Excerpts from pointing data =

## Begin

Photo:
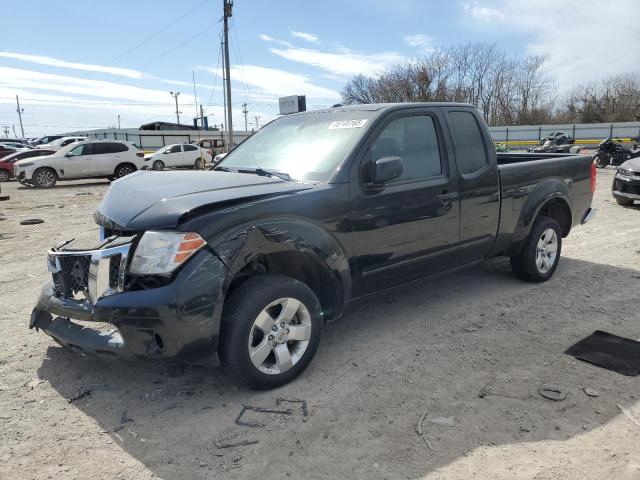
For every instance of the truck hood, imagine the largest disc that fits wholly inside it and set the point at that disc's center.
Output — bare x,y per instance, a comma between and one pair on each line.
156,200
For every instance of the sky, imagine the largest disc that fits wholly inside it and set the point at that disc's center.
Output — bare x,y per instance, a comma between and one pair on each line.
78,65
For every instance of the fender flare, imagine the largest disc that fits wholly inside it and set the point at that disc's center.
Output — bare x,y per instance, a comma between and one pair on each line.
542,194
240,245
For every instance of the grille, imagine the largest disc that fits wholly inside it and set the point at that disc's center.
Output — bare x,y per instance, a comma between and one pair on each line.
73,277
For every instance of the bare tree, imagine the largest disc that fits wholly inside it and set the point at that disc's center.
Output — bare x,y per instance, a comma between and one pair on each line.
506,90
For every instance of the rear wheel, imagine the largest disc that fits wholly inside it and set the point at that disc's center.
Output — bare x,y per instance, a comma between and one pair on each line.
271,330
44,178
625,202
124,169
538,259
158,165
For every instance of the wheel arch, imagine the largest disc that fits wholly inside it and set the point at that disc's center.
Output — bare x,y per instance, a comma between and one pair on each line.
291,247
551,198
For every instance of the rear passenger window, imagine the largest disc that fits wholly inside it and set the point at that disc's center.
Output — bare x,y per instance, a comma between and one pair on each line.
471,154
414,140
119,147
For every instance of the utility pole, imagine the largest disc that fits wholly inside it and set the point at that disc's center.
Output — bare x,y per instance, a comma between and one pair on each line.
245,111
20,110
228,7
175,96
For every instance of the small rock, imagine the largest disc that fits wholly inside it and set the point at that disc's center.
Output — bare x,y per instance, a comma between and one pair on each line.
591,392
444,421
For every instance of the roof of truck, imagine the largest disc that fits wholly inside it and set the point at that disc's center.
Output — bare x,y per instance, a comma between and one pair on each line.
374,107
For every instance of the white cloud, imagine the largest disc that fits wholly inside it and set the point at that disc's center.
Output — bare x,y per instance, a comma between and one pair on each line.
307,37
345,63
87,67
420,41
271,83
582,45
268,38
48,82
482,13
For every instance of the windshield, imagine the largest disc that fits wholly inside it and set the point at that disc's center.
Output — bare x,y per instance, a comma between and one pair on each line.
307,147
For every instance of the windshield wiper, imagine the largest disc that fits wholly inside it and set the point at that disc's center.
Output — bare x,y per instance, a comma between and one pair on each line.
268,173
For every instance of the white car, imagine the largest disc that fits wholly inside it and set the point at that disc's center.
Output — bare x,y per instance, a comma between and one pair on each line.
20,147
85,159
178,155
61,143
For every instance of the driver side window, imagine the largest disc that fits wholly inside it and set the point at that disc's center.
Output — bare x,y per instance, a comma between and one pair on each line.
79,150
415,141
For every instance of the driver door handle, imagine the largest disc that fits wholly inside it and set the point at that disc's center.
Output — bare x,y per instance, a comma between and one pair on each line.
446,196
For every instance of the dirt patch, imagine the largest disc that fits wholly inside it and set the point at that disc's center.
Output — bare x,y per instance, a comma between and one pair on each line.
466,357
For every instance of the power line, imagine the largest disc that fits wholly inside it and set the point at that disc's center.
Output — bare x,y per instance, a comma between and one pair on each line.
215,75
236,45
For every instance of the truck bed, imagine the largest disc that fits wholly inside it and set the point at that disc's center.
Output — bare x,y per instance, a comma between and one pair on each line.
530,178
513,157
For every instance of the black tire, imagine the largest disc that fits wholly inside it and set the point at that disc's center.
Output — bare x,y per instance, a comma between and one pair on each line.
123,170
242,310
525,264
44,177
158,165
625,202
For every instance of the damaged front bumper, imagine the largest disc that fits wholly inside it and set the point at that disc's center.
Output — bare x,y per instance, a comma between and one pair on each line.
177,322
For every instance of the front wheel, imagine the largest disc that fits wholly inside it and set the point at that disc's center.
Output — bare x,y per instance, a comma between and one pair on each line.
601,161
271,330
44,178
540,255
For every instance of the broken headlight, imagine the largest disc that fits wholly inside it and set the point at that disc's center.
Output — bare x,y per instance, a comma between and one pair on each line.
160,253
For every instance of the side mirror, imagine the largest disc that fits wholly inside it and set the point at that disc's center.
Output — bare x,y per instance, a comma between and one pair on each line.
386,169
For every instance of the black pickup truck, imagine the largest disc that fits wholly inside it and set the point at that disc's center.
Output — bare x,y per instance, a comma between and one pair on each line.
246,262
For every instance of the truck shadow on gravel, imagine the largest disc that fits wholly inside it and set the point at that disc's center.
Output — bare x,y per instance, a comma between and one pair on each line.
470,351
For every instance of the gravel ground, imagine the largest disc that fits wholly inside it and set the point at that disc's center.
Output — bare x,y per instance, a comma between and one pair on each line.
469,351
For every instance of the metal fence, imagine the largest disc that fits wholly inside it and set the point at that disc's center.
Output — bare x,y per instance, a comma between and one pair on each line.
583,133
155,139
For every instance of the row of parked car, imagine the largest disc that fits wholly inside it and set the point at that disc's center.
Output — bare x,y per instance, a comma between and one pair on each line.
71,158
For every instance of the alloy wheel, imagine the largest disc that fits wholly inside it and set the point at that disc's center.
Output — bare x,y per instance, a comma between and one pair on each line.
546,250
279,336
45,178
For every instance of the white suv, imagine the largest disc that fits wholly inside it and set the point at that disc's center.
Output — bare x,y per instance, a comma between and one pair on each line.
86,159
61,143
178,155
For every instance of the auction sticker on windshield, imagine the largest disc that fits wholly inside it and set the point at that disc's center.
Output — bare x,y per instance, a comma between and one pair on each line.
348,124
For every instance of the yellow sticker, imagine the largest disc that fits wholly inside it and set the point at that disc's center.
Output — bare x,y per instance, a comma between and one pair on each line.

## End
## Begin

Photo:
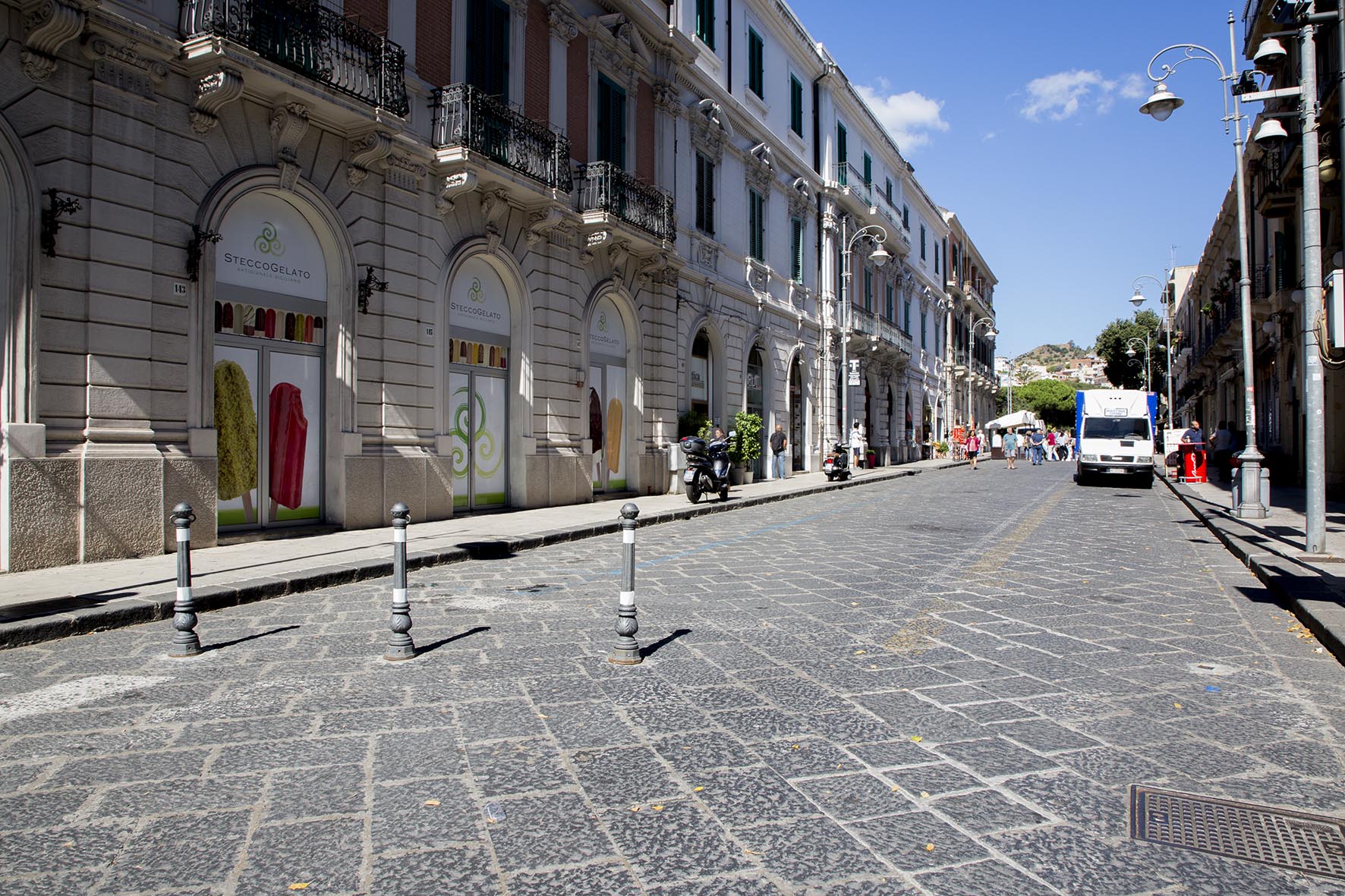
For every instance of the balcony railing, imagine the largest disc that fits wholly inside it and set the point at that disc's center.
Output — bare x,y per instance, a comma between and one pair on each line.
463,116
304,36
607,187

## End
## Begin

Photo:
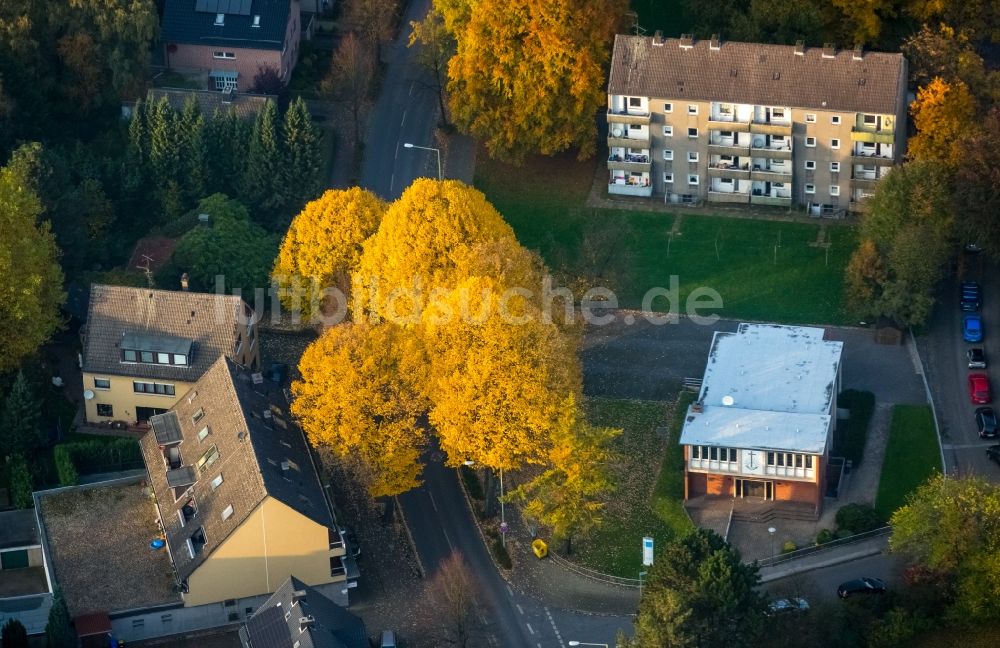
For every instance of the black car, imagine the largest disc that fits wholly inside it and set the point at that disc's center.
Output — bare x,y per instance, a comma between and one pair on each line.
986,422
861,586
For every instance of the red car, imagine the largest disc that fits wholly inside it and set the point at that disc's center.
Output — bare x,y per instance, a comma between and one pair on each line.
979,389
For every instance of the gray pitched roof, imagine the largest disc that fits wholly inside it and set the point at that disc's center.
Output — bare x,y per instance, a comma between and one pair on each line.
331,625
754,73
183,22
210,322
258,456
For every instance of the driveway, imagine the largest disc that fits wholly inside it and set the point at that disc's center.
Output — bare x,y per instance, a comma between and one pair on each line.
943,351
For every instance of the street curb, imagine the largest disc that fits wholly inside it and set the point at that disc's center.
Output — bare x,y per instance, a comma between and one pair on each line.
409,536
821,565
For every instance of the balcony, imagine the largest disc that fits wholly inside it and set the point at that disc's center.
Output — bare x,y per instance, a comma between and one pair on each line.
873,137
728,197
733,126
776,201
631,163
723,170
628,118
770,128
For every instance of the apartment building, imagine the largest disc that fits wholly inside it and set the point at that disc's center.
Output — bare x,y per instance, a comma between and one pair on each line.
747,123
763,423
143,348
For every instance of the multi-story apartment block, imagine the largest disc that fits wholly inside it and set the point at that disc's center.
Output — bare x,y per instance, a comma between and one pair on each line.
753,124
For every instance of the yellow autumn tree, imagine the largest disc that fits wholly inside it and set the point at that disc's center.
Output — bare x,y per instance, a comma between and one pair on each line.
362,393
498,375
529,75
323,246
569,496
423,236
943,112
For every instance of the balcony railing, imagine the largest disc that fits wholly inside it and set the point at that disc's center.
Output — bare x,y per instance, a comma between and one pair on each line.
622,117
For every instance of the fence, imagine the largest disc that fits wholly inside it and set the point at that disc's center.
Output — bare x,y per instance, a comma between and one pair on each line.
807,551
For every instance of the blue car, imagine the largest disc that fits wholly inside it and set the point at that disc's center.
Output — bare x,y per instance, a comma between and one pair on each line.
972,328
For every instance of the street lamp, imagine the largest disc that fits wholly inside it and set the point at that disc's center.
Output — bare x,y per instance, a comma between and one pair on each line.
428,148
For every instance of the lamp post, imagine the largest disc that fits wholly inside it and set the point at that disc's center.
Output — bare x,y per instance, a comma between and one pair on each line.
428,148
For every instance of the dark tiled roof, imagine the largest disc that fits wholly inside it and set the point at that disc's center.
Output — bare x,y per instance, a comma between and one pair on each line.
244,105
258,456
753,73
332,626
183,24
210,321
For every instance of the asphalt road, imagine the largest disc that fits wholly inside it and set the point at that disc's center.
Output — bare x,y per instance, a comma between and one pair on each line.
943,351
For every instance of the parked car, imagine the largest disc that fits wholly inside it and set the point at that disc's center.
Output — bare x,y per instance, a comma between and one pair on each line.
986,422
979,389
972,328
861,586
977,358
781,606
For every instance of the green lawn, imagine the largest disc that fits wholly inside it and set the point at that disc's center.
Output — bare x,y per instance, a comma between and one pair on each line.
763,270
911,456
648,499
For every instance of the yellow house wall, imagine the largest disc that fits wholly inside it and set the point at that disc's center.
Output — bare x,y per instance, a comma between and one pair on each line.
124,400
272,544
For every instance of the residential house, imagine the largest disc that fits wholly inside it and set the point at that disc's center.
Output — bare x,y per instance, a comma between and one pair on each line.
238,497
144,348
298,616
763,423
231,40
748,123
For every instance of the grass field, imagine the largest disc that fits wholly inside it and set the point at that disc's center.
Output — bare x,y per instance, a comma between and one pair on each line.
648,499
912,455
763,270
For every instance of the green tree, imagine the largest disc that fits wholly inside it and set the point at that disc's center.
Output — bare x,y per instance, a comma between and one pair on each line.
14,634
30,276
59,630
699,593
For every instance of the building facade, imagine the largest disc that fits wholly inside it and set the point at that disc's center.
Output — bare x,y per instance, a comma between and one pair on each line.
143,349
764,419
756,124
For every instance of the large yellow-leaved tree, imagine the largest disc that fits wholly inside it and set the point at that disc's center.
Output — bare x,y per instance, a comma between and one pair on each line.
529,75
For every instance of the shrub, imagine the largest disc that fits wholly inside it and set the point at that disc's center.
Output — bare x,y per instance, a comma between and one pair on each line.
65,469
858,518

## End

Could you gather every line in the listing above that contains the string "windshield", copying each one in full?

For every instance of the windshield, imagine the largest disc that fits wholly inside it and set the point at that disc's center.
For every instance of the windshield wiper, imagine the largest disc that fits wholly inside it and set the point at that disc's center.
For every instance of the auction sticker on windshield, imagine the largest disc that fits wholly inside it and set the point at that disc's center.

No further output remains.